Convert the records below into a Markdown table with the columns Row and Text, putting each line in its own row with its number and skipping blank lines. Leave the pictures out of the table.
## begin Provided information
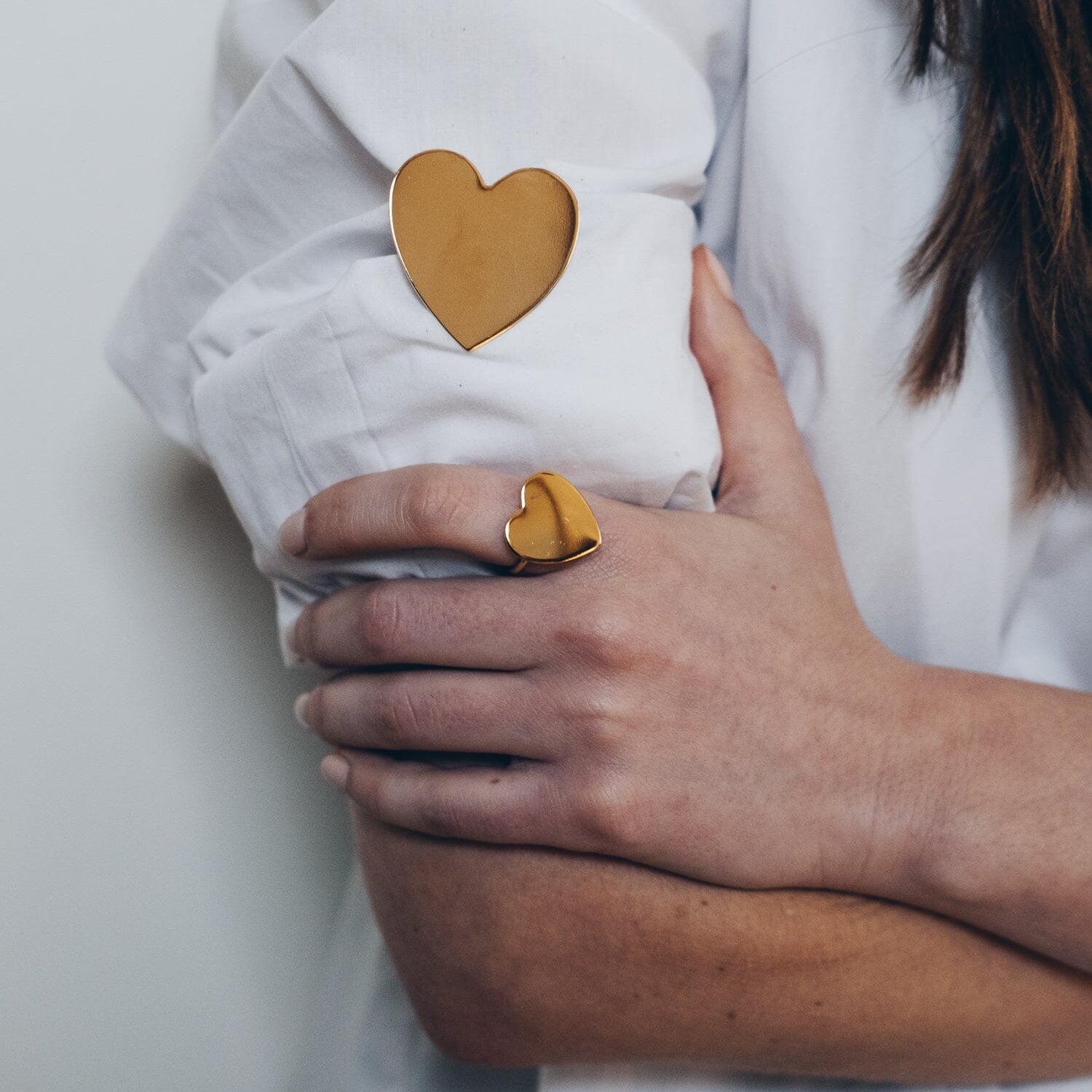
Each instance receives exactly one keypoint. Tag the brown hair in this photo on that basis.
(1019, 205)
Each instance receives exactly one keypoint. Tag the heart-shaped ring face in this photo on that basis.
(555, 524)
(480, 257)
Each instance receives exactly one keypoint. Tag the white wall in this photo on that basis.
(170, 860)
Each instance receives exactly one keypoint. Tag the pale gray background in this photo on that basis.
(170, 862)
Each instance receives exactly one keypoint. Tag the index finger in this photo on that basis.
(427, 507)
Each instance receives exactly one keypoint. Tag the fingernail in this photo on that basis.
(720, 274)
(293, 539)
(301, 709)
(334, 769)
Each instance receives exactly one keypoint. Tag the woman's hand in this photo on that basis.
(701, 695)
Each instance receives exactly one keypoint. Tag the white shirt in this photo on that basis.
(275, 333)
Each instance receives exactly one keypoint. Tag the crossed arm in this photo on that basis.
(522, 957)
(773, 746)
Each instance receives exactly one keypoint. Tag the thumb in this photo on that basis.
(766, 471)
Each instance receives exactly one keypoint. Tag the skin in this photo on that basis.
(799, 751)
(526, 957)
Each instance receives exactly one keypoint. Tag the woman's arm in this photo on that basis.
(703, 695)
(522, 957)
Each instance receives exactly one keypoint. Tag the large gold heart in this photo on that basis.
(480, 257)
(555, 524)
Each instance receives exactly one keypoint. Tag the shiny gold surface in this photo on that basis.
(480, 257)
(555, 526)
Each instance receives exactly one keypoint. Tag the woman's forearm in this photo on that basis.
(524, 957)
(995, 810)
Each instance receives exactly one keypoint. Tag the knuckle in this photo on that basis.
(432, 502)
(604, 633)
(607, 815)
(604, 716)
(399, 716)
(330, 517)
(443, 818)
(379, 622)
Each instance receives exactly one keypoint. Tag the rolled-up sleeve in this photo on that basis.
(275, 334)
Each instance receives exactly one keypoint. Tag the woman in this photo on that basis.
(740, 699)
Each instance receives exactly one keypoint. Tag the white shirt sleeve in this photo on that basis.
(275, 333)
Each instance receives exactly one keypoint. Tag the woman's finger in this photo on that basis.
(467, 712)
(495, 624)
(476, 804)
(766, 471)
(456, 508)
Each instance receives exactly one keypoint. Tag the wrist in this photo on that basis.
(902, 781)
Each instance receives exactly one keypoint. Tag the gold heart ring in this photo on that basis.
(554, 526)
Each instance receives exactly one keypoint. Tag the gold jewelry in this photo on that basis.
(554, 526)
(480, 257)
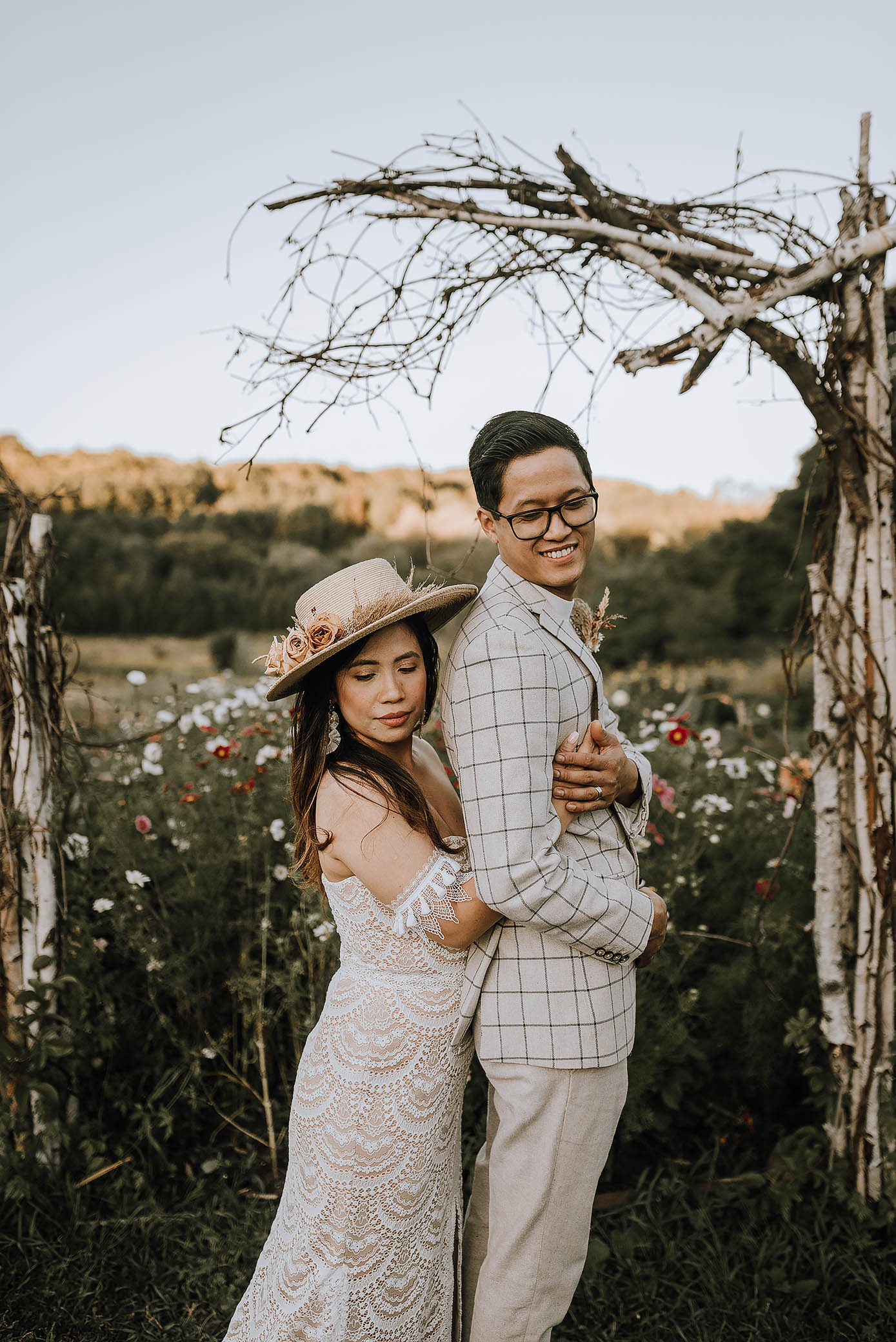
## end Provided information
§ **Problem solution**
| Row | Text |
|---|---|
| 1 | Each instance receives exactly one keypoint. Tag the brown hair in this photo on that basis. |
| 2 | (1019, 205) |
| 3 | Each instance receives exactly one keypoint. Tag the heart-shaped ring face in this photo on that basis. |
| 4 | (555, 524) |
| 5 | (480, 257) |
| 6 | Each instance receives exactly one keypoint. Tag the white wall in this photo on that basis. |
| 7 | (170, 860) |
| 8 | Each instance receives exactly one keypoint. Tag the pale gray background in this photo on that basis. |
| 9 | (170, 862) |
| 10 | Each instance receives exactly one keypoint. Tag the index finger in this photo on that basis. |
| 11 | (427, 507) |
| 12 | Each instance receives exactly one keypoint. Tag the fingernail in this photo on that basis. |
| 13 | (720, 274) |
| 14 | (293, 539) |
| 15 | (301, 709) |
| 16 | (334, 769) |
| 17 | Each instance receives exactly one keypoint. Tag the woman's hand in this photo on that basis. |
| 18 | (701, 695) |
| 19 | Each instance receives exactly one keypoint. Tag the white shirt in this photo on that basis. |
| 20 | (275, 333) |
| 21 | Each instance receives exactly one keypoint. Tag the crossed arm in this photo on that basis. |
| 22 | (522, 957) |
| 23 | (773, 746) |
| 24 | Each instance receives exactly one keypoint. Tag the thumb in this photo on that basis. |
| 25 | (766, 471) |
| 26 | Each instance receives exactly one keypoint. Tag the skin in this photo on that basis. |
| 27 | (799, 751) |
| 28 | (526, 957) |
| 29 | Each instance receives exactly one keypoint. Tag the woman's arm in this photo on that basis. |
| 30 | (703, 695) |
| 31 | (522, 957) |
| 32 | Each instance receives exactly one keypoint. Tag the large gold heart in this photo on that basis. |
| 33 | (480, 257) |
| 34 | (555, 524) |
| 35 | Each instance receives exactly one keypoint. Tag the shiny gold surface in this photo on that basis. |
| 36 | (480, 257) |
| 37 | (555, 526) |
| 38 | Each instance receives exactly one keypoint. Tag the woman's forearm in this photo on that basis. |
| 39 | (524, 957) |
| 40 | (995, 810) |
| 41 | Each instance receives exactly one keypoint. Tag the knuckle in this photo on that basis. |
| 42 | (432, 502) |
| 43 | (604, 633) |
| 44 | (607, 815) |
| 45 | (604, 716) |
| 46 | (399, 716) |
| 47 | (330, 517) |
| 48 | (443, 818) |
| 49 | (379, 622) |
| 50 | Each instance receives exactly one keypoint. Tag the rolled-up sleeve in this photo on that basis. |
| 51 | (275, 334) |
| 52 | Each instance receives exactly one keypoint. Tag the woman in this photo on that basis. |
| 53 | (740, 699) |
| 54 | Each instance receives exactly one keypoint. Tag the white shirt sleeve in this photo on that basis. |
| 55 | (275, 333) |
| 56 | Each instance receives exactly one keypoint. Tag the woman's finger in this photo on that basis. |
| 57 | (467, 712) |
| 58 | (495, 624) |
| 59 | (476, 804) |
| 60 | (766, 471) |
| 61 | (456, 508) |
| 62 | Each instance receives exactly one keypoint. Tag the wrist in this photo on that basis. |
| 63 | (902, 781) |
| 64 | Each instance receives exactly one keypoint. Tag the gold heart ring in this photo on that basis. |
| 65 | (554, 526) |
| 66 | Each instance receives exactly one keypoint. Tag the gold jewelry in this photo on that basis. |
| 67 | (554, 526) |
| 68 | (480, 257) |